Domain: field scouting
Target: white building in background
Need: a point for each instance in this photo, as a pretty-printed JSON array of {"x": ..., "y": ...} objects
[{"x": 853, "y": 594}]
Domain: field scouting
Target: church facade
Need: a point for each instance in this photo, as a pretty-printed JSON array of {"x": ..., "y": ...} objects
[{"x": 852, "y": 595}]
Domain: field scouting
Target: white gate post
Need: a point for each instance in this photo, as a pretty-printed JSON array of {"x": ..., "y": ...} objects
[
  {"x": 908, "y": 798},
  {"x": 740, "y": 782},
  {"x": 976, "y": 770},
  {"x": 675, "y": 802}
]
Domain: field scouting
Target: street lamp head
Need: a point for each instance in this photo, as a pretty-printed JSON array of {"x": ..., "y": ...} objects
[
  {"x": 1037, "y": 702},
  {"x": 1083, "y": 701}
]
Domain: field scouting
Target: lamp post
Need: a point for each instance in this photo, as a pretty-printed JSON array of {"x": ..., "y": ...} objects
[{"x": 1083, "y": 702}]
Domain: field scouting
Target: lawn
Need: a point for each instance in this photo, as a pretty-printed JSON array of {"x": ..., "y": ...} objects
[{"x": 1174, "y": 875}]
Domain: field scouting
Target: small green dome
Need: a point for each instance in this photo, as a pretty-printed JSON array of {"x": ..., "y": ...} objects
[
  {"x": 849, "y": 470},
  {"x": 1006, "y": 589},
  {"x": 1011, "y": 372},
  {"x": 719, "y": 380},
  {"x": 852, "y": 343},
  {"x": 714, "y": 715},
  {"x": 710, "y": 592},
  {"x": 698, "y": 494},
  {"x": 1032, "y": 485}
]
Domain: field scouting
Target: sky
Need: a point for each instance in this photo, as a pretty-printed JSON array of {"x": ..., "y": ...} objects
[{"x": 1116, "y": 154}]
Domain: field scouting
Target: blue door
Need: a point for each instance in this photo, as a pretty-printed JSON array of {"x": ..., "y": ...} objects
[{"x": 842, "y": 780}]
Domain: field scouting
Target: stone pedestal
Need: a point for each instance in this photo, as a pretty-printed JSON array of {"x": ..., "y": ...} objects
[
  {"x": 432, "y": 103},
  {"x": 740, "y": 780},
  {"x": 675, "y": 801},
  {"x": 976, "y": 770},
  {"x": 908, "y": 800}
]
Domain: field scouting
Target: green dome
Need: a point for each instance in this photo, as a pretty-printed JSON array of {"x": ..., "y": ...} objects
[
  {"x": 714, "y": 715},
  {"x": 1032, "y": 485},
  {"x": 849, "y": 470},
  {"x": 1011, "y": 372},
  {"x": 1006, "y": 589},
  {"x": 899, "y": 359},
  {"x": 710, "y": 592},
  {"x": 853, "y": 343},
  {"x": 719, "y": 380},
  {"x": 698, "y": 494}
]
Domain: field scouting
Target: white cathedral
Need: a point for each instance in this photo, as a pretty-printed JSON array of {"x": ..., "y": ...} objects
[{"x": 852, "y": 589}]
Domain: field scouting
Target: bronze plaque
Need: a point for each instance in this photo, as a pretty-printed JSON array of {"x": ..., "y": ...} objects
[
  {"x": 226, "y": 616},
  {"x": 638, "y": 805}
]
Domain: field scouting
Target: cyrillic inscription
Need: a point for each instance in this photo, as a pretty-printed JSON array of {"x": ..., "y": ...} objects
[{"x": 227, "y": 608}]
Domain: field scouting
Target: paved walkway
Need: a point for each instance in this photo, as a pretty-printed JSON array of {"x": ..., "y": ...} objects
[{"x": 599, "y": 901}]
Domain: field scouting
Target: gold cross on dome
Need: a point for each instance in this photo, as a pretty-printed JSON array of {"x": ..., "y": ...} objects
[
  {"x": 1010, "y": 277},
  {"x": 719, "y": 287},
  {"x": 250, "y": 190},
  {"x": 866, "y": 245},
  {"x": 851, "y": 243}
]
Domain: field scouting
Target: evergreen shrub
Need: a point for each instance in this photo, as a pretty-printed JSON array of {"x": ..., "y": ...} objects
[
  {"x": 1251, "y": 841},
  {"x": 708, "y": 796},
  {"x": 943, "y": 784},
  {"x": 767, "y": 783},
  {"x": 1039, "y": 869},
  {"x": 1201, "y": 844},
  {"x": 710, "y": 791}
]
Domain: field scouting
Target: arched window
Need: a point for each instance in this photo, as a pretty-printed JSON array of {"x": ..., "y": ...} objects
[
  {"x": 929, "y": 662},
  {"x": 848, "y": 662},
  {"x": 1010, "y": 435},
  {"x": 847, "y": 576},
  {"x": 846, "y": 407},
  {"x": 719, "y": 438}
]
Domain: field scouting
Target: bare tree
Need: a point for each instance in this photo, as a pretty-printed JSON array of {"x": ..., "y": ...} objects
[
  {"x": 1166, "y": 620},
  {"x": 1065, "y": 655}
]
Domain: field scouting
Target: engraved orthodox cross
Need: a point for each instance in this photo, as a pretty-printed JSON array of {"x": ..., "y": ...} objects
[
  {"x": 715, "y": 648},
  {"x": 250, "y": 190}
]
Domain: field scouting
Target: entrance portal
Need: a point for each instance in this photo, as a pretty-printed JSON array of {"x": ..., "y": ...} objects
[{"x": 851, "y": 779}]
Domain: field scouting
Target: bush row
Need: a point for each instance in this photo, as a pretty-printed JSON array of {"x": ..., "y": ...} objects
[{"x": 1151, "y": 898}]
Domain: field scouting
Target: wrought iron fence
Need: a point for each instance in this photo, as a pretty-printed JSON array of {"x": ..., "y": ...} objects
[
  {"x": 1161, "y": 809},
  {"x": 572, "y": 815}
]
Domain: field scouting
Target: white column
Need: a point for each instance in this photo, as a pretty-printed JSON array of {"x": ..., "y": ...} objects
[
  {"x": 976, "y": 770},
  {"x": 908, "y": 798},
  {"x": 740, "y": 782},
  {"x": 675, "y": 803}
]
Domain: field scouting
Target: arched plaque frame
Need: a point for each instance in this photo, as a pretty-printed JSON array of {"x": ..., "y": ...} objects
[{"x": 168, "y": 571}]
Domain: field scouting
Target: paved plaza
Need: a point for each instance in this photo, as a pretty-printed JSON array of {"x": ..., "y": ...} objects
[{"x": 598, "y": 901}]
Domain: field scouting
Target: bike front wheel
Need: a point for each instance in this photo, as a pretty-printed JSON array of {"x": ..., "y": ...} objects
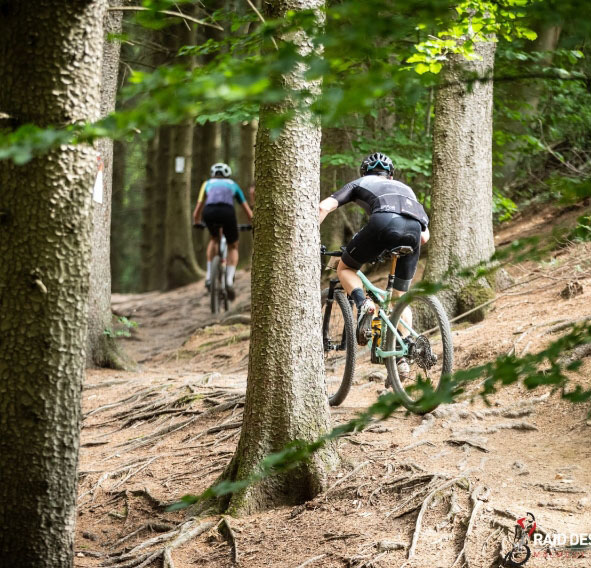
[
  {"x": 430, "y": 349},
  {"x": 216, "y": 284},
  {"x": 338, "y": 338}
]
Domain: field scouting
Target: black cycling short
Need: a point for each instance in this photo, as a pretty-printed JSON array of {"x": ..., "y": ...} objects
[
  {"x": 216, "y": 215},
  {"x": 384, "y": 231}
]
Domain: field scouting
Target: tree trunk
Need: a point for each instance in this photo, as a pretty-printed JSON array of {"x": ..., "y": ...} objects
[
  {"x": 50, "y": 62},
  {"x": 285, "y": 398},
  {"x": 246, "y": 181},
  {"x": 117, "y": 214},
  {"x": 158, "y": 222},
  {"x": 180, "y": 264},
  {"x": 461, "y": 199},
  {"x": 102, "y": 350},
  {"x": 524, "y": 97},
  {"x": 149, "y": 214}
]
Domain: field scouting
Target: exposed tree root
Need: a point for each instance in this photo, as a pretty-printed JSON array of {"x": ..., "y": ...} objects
[
  {"x": 225, "y": 528},
  {"x": 136, "y": 558}
]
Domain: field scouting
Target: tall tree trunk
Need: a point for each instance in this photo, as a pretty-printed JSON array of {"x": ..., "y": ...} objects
[
  {"x": 246, "y": 181},
  {"x": 461, "y": 231},
  {"x": 102, "y": 350},
  {"x": 51, "y": 76},
  {"x": 117, "y": 212},
  {"x": 524, "y": 98},
  {"x": 285, "y": 397},
  {"x": 149, "y": 214},
  {"x": 163, "y": 176},
  {"x": 180, "y": 264}
]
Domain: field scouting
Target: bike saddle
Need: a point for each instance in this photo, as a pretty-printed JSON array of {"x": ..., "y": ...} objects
[{"x": 401, "y": 251}]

------------------------------

The answer should be the first line of the material and every line after it through the line containing "Target: church facade", exactly as written, and nothing else.

Domain: field scouting
Target: white building in background
Need: a point for each instance in this photo, as a pretty-printed JSON array of {"x": ..., "y": ...} objects
[{"x": 853, "y": 594}]
Domain: field scouting
Target: church facade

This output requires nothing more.